• _WHAT IS BEING ASKED_: Repeat exactly the lines from the line containing "of the building" through the last line of the records below, inclusive, and nothing else.

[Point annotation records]
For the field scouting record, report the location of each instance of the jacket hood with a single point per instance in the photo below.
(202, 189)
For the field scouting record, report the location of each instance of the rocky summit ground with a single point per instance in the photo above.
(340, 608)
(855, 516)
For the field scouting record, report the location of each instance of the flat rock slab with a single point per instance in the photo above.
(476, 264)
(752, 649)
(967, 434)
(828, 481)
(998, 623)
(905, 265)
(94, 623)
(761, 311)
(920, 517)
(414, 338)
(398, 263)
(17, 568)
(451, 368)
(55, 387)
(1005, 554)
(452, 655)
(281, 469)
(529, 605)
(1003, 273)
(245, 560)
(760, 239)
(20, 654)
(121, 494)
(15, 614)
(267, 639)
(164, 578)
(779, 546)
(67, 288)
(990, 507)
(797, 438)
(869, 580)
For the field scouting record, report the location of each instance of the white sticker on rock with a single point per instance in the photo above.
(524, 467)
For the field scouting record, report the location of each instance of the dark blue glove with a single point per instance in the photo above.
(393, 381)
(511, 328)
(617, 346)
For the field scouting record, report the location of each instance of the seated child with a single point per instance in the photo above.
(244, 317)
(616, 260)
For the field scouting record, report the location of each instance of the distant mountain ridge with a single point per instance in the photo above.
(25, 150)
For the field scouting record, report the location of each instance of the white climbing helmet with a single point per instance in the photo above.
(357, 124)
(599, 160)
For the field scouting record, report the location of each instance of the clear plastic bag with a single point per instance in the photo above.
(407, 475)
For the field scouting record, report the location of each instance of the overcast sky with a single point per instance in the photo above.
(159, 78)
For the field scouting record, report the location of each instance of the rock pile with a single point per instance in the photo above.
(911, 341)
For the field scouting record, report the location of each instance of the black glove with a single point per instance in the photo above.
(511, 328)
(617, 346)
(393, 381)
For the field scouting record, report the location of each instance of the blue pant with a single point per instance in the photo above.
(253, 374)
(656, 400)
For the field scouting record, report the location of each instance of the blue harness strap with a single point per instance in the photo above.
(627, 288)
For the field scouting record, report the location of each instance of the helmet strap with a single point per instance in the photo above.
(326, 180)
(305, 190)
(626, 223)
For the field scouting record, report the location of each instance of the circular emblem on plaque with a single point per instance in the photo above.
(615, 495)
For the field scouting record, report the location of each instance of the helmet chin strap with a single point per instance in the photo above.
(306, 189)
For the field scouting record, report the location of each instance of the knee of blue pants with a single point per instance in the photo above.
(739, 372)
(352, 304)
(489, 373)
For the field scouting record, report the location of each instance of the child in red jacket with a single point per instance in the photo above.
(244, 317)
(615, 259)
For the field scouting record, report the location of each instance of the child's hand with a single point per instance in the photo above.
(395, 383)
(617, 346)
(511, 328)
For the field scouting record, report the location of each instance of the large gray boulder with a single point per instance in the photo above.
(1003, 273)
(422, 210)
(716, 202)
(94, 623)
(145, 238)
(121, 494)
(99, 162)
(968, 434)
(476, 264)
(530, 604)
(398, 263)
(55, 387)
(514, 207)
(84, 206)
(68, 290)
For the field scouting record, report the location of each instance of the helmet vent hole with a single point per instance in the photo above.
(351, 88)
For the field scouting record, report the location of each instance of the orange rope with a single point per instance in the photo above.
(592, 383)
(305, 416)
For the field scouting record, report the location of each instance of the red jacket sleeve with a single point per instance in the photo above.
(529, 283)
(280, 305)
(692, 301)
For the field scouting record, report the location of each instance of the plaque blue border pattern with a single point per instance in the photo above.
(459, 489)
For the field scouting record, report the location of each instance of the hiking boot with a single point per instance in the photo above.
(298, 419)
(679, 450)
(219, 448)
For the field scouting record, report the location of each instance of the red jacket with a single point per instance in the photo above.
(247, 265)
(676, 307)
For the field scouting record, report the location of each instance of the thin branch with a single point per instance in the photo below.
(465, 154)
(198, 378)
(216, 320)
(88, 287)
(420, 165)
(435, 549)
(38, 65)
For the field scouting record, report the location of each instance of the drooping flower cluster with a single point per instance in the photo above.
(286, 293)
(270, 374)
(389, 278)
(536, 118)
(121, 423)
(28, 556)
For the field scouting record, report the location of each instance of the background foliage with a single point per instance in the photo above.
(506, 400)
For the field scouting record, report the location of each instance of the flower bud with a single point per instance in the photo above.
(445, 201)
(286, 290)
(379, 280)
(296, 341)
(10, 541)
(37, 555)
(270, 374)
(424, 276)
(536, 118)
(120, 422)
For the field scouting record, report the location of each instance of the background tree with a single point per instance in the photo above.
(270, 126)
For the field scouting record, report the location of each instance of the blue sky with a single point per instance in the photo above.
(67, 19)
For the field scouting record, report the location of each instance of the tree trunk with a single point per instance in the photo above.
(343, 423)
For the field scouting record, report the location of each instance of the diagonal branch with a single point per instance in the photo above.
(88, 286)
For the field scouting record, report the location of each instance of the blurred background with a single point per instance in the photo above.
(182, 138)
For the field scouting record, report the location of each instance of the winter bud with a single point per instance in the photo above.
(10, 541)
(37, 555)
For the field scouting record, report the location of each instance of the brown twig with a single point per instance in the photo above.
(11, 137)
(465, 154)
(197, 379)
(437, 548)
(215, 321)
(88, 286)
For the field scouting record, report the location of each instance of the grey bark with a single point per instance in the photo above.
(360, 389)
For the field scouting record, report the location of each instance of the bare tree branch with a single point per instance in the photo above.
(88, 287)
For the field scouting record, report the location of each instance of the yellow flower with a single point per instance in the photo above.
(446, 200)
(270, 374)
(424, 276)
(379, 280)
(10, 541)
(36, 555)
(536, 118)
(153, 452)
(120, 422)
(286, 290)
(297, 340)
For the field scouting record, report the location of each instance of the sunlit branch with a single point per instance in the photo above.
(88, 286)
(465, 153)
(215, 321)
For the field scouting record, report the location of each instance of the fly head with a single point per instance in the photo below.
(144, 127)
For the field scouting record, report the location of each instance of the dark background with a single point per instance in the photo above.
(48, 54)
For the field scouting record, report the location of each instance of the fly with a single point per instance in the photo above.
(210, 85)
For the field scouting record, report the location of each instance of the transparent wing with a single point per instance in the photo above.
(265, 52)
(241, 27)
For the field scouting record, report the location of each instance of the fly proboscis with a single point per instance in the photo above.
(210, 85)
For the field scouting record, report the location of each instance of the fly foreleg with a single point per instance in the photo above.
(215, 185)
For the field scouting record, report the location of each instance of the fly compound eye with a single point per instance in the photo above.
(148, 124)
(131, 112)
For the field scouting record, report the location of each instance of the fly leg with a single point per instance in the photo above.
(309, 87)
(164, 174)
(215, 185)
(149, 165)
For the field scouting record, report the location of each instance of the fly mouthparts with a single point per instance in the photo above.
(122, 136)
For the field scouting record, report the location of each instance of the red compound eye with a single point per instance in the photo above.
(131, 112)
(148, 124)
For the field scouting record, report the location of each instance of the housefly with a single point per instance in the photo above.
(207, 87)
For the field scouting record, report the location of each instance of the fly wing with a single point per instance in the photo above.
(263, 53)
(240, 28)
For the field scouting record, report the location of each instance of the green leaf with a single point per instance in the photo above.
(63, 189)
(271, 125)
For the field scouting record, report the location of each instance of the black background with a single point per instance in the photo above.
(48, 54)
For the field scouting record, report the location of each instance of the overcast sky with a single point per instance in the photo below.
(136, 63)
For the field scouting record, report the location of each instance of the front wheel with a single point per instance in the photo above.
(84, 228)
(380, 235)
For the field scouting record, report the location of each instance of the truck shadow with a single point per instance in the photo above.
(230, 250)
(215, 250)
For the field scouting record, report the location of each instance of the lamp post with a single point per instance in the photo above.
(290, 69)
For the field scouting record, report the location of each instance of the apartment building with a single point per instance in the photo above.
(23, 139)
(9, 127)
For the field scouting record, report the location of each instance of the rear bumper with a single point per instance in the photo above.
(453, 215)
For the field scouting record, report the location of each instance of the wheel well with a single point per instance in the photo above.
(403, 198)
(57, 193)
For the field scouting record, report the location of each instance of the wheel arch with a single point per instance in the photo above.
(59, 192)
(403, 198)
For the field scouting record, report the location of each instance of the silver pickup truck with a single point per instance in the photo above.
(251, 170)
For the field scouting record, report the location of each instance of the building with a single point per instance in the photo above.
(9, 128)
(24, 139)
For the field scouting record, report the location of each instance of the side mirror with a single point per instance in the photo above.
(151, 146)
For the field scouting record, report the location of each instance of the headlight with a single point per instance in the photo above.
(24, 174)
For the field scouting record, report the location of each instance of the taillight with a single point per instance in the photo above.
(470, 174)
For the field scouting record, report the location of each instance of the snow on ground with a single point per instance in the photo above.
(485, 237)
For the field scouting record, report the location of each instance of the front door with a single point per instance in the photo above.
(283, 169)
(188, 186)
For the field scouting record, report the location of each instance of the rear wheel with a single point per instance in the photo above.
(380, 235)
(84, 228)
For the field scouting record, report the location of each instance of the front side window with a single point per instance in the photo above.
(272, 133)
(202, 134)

• _TASK ANSWER_:
For the field scouting record, report the location of each instance of the building with a single point per instance in the photo above.
(9, 128)
(24, 139)
For the field scouting record, report the location of each instance of the side mirror with a single point per instance in the photo above.
(151, 146)
For the field scouting record, report the location of each instance of the headlight with a single point per instance in the photo above.
(24, 174)
For the field scouting record, report the location of each instance of the taillight with a single point per instance in the photo above.
(470, 174)
For the field scouting record, report the location of each instance of the snow on ground with a single point per instance in the photo above.
(485, 237)
For the field scouting record, report the location of each instance of the front door with a single point per instance in the photo above.
(283, 169)
(188, 186)
For the field scouting record, report the location of each instance of the rear wheel with a single point per instance in the photo above.
(380, 235)
(84, 228)
For the field scouting record, report the location of each instance of the front side window with a single point per instance in the photo above.
(272, 133)
(202, 134)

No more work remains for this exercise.